• _EXERCISE INSTRUCTIONS_
Would you return all of this data exactly, leaving nothing out?

• _MATERIAL SUPPLIED_
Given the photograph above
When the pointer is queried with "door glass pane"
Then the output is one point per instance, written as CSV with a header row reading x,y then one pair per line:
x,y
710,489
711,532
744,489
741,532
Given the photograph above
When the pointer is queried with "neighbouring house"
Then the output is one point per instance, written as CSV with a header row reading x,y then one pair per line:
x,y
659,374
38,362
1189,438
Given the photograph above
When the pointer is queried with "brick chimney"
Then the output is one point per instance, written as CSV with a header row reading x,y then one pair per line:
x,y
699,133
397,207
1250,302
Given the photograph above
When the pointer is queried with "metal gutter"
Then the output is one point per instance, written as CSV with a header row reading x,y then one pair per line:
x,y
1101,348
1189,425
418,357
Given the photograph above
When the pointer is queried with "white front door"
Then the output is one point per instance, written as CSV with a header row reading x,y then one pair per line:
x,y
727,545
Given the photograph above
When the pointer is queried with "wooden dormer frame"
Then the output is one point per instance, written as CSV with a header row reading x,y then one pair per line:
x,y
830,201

• _SOLUTION_
Given the photograph above
When the pointer is queried with "door glass pane"
Then the output is one point per instance, written as CSV with a header row reading x,y then one pair per line:
x,y
710,489
711,532
744,489
741,532
Given the photograph above
When the pointer is queried with "neighbouring house"
Then the output is one point per instance, written as CSV with a header row reading x,y then one pair per line:
x,y
659,374
38,362
1189,438
Given the photograph above
When the pointer is queried with "brick chimney"
Then the output is one point per instance, written as CSV with a header row reading x,y then one pair per line:
x,y
699,133
397,207
1250,302
Given the photograph above
When the pointer is queried with "metal gutter"
Then the output is one point per instance, written as CSV with a header row reading x,y then one pair per line:
x,y
1101,348
1189,425
418,357
Given the photograph above
When the pointer is queried with "white front door"
Then the output is one point per instance, written as CSV with a header row reading x,y then one pair per line:
x,y
727,545
Given the photograph above
When the pointer is queried with "wooden dormer frame"
Then the output is one point per instance, written as CSV with a header row reading x,y then one pair per line:
x,y
830,201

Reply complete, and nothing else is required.